> WHAT IS REQUIRED: Find every row below that contains the word "provide" and copy each of those rows in full.

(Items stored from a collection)
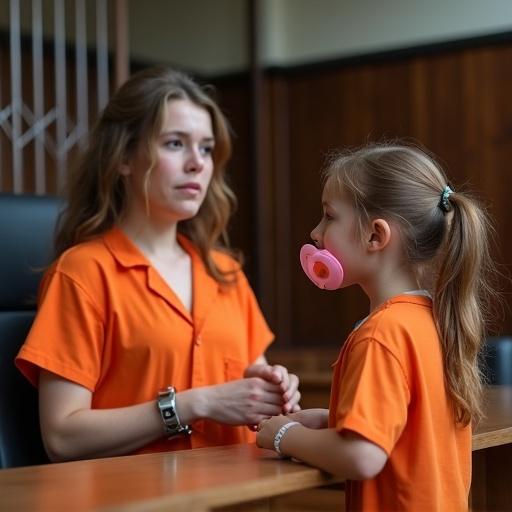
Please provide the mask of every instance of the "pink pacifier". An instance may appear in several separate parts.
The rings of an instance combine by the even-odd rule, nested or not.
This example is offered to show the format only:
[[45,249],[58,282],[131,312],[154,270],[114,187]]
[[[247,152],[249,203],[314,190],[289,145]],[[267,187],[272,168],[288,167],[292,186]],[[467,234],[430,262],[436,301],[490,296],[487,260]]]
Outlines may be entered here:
==
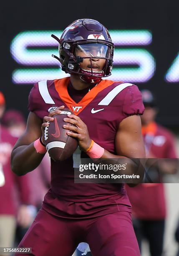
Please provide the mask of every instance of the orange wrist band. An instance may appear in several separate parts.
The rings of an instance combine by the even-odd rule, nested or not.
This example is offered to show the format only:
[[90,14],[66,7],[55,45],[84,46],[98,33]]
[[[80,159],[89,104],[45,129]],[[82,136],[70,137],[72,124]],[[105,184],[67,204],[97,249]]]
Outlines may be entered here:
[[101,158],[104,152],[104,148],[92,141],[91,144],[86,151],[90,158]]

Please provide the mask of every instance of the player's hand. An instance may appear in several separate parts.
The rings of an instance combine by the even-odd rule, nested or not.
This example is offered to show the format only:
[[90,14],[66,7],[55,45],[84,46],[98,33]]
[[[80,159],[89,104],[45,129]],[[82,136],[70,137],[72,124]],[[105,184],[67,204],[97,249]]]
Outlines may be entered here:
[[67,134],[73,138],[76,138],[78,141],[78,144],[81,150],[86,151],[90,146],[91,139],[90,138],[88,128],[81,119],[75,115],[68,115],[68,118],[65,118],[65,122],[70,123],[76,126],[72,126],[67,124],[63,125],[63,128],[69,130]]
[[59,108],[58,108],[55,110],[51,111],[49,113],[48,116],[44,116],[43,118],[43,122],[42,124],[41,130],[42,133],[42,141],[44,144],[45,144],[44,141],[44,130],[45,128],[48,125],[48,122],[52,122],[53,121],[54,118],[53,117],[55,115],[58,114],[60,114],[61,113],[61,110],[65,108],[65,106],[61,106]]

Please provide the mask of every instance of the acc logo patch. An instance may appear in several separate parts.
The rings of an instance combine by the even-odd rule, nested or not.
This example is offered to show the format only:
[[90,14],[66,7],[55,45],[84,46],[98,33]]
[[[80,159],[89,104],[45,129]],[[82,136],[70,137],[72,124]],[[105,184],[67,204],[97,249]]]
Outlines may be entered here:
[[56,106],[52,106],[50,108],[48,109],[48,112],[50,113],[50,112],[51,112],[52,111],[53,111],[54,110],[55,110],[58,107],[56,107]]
==
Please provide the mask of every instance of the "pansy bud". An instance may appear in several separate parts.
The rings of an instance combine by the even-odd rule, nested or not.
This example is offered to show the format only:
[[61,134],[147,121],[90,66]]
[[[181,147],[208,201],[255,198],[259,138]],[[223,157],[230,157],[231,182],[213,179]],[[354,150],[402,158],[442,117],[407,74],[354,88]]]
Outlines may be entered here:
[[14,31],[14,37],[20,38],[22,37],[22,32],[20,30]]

> REPLY TO THE EXERCISE:
Please provide the mask of every instance of the "pink pacifier". An instance may appear in several separate parts.
Please provide the mask of every instance of the orange wrist band. An instance may appear in several separate parts.
Please provide the mask of every instance of the player's hand. An instance may appear in several separate parts.
Please provide the mask of every instance of the acc logo patch. An instance may appear in several separate parts.
Please provide the mask of every instance of the "pansy bud". An instance may appear in several separate parts.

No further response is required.